USING THE INFORMATION:
**a)** Reproduce the part of the Stephen Collier faculty profile from "Stephen Collier studies" up to and including "and cultural geography.", with "cultural geography" swapped for "urban geography".
**b)** Write the next part of the Stephen Collier faculty profile, picking up right after its final sentence.

TEXT PASSAGE:
★ ★ ★

Stephen Collier

Job title: 
Professor
Department: 
City and Regional Planning
Bio/CV: 

Stephen Collier studies city planning and urban governance from the broad perspective of the critical social science of expertise and expert systems. His work addresses a range of topics, including climate resilience and adaptation, emergency preparedness and emergency management, neoliberal reform, infrastructure and urban social welfare. Collier examines both contemporary and historical topics and is engaged with several sub-disciplinary fields, including science and technology studies, actor-network theory, governmentality studies and cultural geography.

Collier’s current research examines urban resilience as a significant new paradigm and practice in city and regional planning. In a field originally oriented to a future vision of improvement and development, what does it mean—both theoretically and practically—that city planners must increasingly anticipate a future marked by ever more frequent and intense disasters? And how must urban governance and planning practice change to take up the challenge of climate adaptation?

★ ★ ★

GIVEN ENTRIES:
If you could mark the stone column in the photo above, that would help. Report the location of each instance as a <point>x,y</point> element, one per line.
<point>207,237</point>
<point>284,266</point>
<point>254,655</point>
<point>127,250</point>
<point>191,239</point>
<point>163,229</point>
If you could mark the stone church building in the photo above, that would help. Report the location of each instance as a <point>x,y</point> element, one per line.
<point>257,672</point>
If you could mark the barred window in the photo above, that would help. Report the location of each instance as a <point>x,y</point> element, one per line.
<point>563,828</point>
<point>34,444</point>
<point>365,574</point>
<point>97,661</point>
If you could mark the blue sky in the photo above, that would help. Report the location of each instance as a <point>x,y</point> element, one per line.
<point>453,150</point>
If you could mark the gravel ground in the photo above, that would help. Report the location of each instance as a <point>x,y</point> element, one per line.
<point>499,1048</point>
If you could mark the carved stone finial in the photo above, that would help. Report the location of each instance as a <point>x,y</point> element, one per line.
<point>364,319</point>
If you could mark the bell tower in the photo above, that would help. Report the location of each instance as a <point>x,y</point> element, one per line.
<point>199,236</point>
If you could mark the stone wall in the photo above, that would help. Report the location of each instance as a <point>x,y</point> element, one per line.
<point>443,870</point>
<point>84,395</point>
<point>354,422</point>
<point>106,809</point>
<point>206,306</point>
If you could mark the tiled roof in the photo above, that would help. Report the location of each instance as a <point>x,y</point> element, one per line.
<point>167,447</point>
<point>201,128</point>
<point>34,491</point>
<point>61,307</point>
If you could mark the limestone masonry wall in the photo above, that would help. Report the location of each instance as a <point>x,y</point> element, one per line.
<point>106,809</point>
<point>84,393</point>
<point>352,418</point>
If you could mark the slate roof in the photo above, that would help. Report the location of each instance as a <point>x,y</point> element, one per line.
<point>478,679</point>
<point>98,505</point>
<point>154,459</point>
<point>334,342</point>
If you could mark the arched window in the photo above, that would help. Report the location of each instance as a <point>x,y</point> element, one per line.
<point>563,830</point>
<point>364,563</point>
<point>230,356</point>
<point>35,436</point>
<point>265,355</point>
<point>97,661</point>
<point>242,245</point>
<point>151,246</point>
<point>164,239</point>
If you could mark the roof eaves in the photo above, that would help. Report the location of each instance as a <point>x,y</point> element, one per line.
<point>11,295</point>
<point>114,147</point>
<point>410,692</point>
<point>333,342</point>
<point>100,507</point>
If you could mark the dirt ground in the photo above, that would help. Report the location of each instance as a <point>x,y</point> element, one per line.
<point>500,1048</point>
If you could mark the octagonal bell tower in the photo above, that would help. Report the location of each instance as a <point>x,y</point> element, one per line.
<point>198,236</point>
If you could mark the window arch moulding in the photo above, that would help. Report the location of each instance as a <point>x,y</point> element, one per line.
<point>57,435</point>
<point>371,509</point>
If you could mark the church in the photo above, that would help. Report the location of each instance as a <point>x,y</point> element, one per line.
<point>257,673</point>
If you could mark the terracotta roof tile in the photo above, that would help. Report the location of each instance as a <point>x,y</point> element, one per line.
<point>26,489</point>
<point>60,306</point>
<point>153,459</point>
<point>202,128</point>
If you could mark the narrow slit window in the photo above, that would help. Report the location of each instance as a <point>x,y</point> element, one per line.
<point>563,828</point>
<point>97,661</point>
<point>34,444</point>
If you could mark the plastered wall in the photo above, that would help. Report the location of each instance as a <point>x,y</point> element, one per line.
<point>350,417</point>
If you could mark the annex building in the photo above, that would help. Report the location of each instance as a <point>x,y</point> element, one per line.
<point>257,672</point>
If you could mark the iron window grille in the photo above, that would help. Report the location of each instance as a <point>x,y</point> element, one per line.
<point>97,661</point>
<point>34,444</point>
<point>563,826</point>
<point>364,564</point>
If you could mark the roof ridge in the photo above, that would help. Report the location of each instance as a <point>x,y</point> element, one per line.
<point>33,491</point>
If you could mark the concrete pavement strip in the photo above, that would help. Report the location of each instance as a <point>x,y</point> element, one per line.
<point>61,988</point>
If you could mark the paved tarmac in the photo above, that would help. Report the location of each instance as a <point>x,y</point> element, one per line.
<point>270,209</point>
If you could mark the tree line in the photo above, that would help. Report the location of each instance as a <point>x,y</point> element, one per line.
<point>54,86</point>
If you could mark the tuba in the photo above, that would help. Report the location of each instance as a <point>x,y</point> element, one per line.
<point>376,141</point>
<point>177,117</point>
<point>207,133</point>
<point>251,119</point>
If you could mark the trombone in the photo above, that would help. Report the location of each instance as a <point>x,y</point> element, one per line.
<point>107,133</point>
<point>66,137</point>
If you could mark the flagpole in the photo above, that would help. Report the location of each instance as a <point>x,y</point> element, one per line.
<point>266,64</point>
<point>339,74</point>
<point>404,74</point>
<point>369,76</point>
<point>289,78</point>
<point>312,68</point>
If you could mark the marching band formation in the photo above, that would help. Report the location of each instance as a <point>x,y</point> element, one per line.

★ ★ ★

OUTPUTS IN ORDER:
**a)**
Stephen Collier studies city planning and urban governance from the broad perspective of the critical social science of expertise and expert systems. His work addresses a range of topics, including climate resilience and adaptation, emergency preparedness and emergency management, neoliberal reform, infrastructure and urban social welfare. Collier examines both contemporary and historical topics and is engaged with several sub-disciplinary fields, including science and technology studies, actor-network theory, governmentality studies and urban geography.

**b)**
Collier has conducted fieldwork on urban resilience in New Orleans and New York, with ongoing comparative projects in other U.S. cities that examine how urban governments are developing and financing resilience interventions. Specific topics of research in this area include: the relationship between city planning and catastrophe insurance for hazards such as floods and fires; the historical development and current uses of catastrophe modeling in urban planning; infrastructure as a focal point for resilience planning and for public participation in climate adaptation; and new intersections between design and resilience planning.

Collier’s ongoing work on resilience builds on longer-term research on the genealogy of emergency government in the United States, which resulted in a co-authored book, The Government of Emergency: System Vulnerability, Expertise, and the Politics of Security (Princeton University Press, 2021). This book examines the emergence of now taken-for-granted problems of emergency management—such as system vulnerability and preparedness—through the interlinked histories of air war and mobilization planning in the mid-20th century. This study connects emergency management to basic problems of modern government, such as the relationship between constitutional liberalism and crises, and the role of technical expertise in democracy. Other publications connected to this project have addressed biosecuritycritical infrastructure protection, the “distributed” model of American emergency preparedness and the emergence of “vital systems security.”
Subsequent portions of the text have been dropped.